* **EXERCISES TO COMPLETE**:
**a)** In the article on marijuana use among Oregon college students, rewrite the paragraph that begins "The researchers collected data" as a short bulleted list that keeps its main facts.
**b)** Answer these questions using the article on marijuana use among Oregon college students. Mark each answer with the same numeral as its question.
(i) How many undergraduate students did the researchers collect data from?
(ii) In how many of the 7 universities did the study find general increases?
(iii) Who was the lead author of the study?
**c)** Continue the article on marijuana use among Oregon college students, starting right after its final sentence.

* **TEXT SECTION**:
-- Opening Marker --
A recent study shows that students at an unnamed public Oregon university have been using more marijuana in the past two years. Researchers this increase could be partly attributed to its legalized a couple of years ago.

The Study

According to a group of researchers at Oregon State University, students at an unnamed large public Oregon university use more marijuana in the past couple of years. The study was mainly done in order to understand the possible impact of the legalization of marijuana on its recreational use.

The researchers collected data from 10,924 undergrad students- all aged 18 to 26. They also used pre-existing data from Michigan University. They found that the main groups who increased their marijuana use were students under 21, the legal marijuana consumption age, and “binge” alcohol drinkers.

The study also found general increases from 6 out of 7 universities in the United states. This particular Oregon University showed among the highest increases.

The Researchers on the Study

David Kerr, the lead author of the study, said: “It does appear that legalization is having an effect on usage, but there is some nuance to the findings that warrant further investigation.”

“We found that overall, at schools in different parts of the country, there’s been an increase in marijuana use among college students, so we can’t attribute that increase to legalization alone.”
-- Closing Marker --
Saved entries
-- Opening Marker --
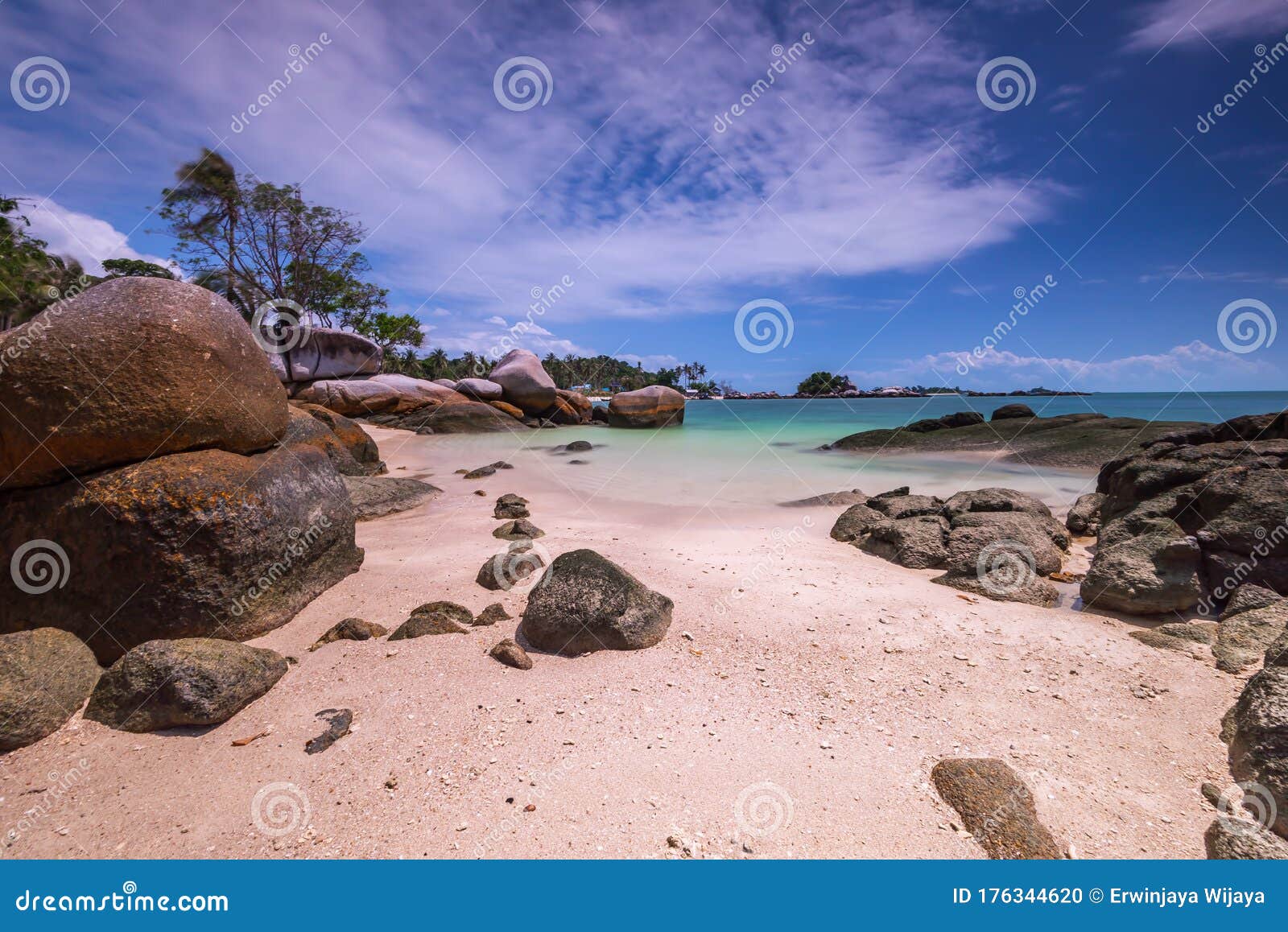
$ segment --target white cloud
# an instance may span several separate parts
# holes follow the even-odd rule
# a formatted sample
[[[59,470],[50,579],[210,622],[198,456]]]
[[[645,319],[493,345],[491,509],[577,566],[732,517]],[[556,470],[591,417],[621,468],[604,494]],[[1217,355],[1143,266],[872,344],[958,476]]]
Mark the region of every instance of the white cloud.
[[[1218,39],[1258,39],[1273,45],[1283,39],[1284,28],[1288,4],[1283,0],[1160,0],[1144,12],[1128,46],[1160,49]]]
[[[79,261],[91,275],[103,274],[104,259],[142,259],[173,268],[169,259],[130,248],[126,234],[106,220],[32,194],[24,194],[22,200],[32,205],[30,209],[24,205],[22,211],[31,220],[31,234],[49,243],[54,255]]]

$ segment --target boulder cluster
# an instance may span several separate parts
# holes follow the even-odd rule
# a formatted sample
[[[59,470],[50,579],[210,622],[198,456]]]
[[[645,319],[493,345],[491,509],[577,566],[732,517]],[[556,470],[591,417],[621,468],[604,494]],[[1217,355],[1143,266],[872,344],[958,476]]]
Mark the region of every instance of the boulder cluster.
[[[344,476],[381,470],[379,452],[332,412],[292,411],[227,301],[121,278],[41,324],[0,335],[0,633],[62,628],[104,663],[246,640],[358,569]]]
[[[1078,502],[1077,520],[1099,525],[1086,605],[1172,615],[1137,640],[1211,646],[1220,669],[1256,671],[1221,732],[1255,821],[1222,812],[1206,835],[1212,857],[1288,857],[1285,488],[1288,415],[1249,415],[1142,444],[1105,463],[1096,498]]]
[[[662,427],[684,421],[684,395],[649,386],[618,393],[607,411],[577,391],[559,389],[524,349],[510,350],[487,377],[429,381],[381,373],[383,353],[348,331],[313,328],[286,333],[269,353],[291,399],[348,417],[419,434],[475,434],[607,422],[618,427]],[[274,344],[274,349],[278,345]]]
[[[933,582],[1006,601],[1054,605],[1069,533],[1051,510],[1014,489],[958,492],[947,501],[898,488],[846,508],[832,537],[909,569],[942,569]]]

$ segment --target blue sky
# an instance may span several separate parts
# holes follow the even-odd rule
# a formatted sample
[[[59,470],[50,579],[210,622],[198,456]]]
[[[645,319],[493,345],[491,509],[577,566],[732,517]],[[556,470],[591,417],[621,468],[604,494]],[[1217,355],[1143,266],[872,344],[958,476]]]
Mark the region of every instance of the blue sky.
[[[149,209],[211,145],[355,211],[452,353],[567,275],[523,345],[741,389],[1288,385],[1288,336],[1218,328],[1288,313],[1288,0],[837,3],[8,0],[5,71],[53,58],[67,95],[0,95],[0,192],[86,265],[167,256]],[[498,98],[516,57],[544,103]],[[1002,57],[1027,103],[981,98]],[[790,342],[738,339],[756,300]]]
-- Closing Marker --
* **ANSWERS FOR THE TASKS**:
**a)**
- Data came from 10,924 undergraduate students, all aged 18 to 26.
- The researchers also used existing data from Michigan University.
- Marijuana use rose most among students under 21, the legal age for marijuana use.
- Use also rose most among "binge" alcohol drinkers.

**b)**
(i) 10,924
(ii) 6
(iii) David Kerr

**c)**
Kerr said that the focus of the study was to understand the impact of legalizing marijuana. “It’s an important current issue and even the most basic effects have not been studied yet, especially in Oregon,” he said. “There are a lot of open questions about how legalization might affect new users, existing users and use of other substances.”

“It’s likely that the rise in marijuana use across the country is tied in part to liberalization of attitudes about the drug as more states legalize it, for recreational or medical purposes or both,” Kerr said. “So legalization both reflects changing attitudes and may influence them even outside of states where the drug is legal.”

The study also found that there has also been a drop in cigarette use since marijuana’s legalization. Other studies have also found that opioid use has also dropped since.

Regarding the link of increased marijuana use in binge-drinkers, Ker said: “We think this tells us more about the people who binge drink than about the effects of alcohol itself.”

“Those who binge drink may be more open to marijuana use if it is easy to access, whereas those who avoid alcohol for cultural or lifestyle reasons might avoid marijuana regardless of its legal status.”